Problem:
Reproduce word for word the part of the garden wagon article below that runs from "This post is" up to and including "through home gardening.".

Page text:
Volunteer George Welch unloads Garden Wagon plants.

Volunteer George Welch unloads Garden Wagon plants.

This post is part of the Science Tuesday feature series on the USDA blog. Check back each week as we showcase stories and news from USDA’s rich science and research profile.

When members of the Eastern Band of Cherokee Indians can’t make it to their local extension office, their extension office comes to them—with a gift of better health through home gardening.

Kevin Welch, a Federally-Recognized Tribal Extension Program (FRTEP) educator at North Carolina State University, developed a garden wagon to reach more members of the Eastern Band of Cherokee Indians (EBCI) with community garden information. Many of the local Cherokee communities are fragmented across five of the most remote counties in the Appalachian Mountains of Western North Carolina.

USDA’s National Institute of Food and Agriculture (NIFA) funds FRTEP, which supplies assistance to American Indian farmers and ranchers, supports 4-H and youth development programs, and provides education and outreach on tribally-identified priorities in a culturally-sensitive way.

“The U.S. Census identified 34 percent of the EBCI as living in poverty. Families don’t have access to enough healthy, affordable food, so local diabetes rates are very high— nearly one-third of the population. The effects ripple out to everyone and touch every Cherokee family,” said EBCI Extension Agent Sarah McClellan-Welch. “The garden wagon gives people in these communities access to information that they wouldn’t otherwise receive and the training that can be critical to their health and food security. Our survey shows that when Cherokee people raise a garden at home they also eat more fresh vegetables and engage in more physical activity.”

NIFA Extension agents use the Garden Wagon to make education fun for all ages.

NIFA Extension agents use the Garden Wagon to make education fun for all ages.

Stored items:
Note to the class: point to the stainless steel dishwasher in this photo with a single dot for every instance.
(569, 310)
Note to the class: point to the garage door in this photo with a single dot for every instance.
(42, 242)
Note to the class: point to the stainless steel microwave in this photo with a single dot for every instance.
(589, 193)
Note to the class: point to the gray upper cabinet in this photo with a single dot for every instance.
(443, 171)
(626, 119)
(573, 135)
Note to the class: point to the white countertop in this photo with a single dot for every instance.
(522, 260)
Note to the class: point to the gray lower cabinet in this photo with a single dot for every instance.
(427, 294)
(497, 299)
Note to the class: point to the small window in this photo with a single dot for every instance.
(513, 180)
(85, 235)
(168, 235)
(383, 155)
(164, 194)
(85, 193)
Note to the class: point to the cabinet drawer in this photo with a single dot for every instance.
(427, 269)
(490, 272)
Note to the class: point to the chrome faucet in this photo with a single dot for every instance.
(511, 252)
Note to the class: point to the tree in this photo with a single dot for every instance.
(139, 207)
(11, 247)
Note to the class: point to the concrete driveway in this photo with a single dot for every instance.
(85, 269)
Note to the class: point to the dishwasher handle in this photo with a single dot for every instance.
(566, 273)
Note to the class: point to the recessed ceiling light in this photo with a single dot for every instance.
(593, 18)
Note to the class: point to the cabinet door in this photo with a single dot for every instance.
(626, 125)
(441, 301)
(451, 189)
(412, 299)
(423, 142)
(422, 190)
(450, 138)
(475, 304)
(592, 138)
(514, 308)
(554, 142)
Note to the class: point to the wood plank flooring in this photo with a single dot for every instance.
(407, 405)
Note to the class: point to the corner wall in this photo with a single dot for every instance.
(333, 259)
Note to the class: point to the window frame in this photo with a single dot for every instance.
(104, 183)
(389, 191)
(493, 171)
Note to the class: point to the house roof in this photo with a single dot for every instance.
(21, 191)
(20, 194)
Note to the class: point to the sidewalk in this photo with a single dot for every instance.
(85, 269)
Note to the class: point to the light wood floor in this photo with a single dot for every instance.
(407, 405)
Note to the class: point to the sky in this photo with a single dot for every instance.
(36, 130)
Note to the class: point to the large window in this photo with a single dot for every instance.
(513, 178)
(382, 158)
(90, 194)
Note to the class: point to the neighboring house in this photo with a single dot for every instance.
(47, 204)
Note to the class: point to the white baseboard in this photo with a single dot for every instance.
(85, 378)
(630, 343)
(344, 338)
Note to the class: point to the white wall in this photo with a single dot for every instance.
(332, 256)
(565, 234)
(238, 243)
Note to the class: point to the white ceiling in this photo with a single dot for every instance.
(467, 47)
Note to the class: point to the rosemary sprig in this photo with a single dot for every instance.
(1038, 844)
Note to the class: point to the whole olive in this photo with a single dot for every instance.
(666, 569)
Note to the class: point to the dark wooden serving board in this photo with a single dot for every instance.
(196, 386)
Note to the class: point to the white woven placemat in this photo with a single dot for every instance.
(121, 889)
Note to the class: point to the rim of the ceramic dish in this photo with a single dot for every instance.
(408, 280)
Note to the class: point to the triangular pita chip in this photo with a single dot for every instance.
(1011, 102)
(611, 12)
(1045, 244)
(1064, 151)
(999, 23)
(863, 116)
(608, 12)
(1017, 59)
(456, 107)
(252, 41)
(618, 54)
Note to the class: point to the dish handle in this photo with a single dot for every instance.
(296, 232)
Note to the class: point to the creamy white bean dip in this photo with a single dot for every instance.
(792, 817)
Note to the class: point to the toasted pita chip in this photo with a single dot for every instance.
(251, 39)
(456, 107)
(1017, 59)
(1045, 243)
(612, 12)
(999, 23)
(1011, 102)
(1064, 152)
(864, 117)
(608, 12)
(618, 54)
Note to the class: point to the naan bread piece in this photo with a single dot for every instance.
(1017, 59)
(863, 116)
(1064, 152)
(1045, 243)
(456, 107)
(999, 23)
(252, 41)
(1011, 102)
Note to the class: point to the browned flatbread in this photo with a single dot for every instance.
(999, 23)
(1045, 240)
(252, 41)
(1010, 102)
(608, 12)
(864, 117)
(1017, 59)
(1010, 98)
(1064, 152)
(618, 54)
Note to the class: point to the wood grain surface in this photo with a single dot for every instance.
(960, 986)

Finished task:
This post is part of the Science Tuesday feature series on the USDA blog. Check back each week as we showcase stories and news from USDA’s rich science and research profile.

When members of the Eastern Band of Cherokee Indians can’t make it to their local extension office, their extension office comes to them—with a gift of better health through home gardening.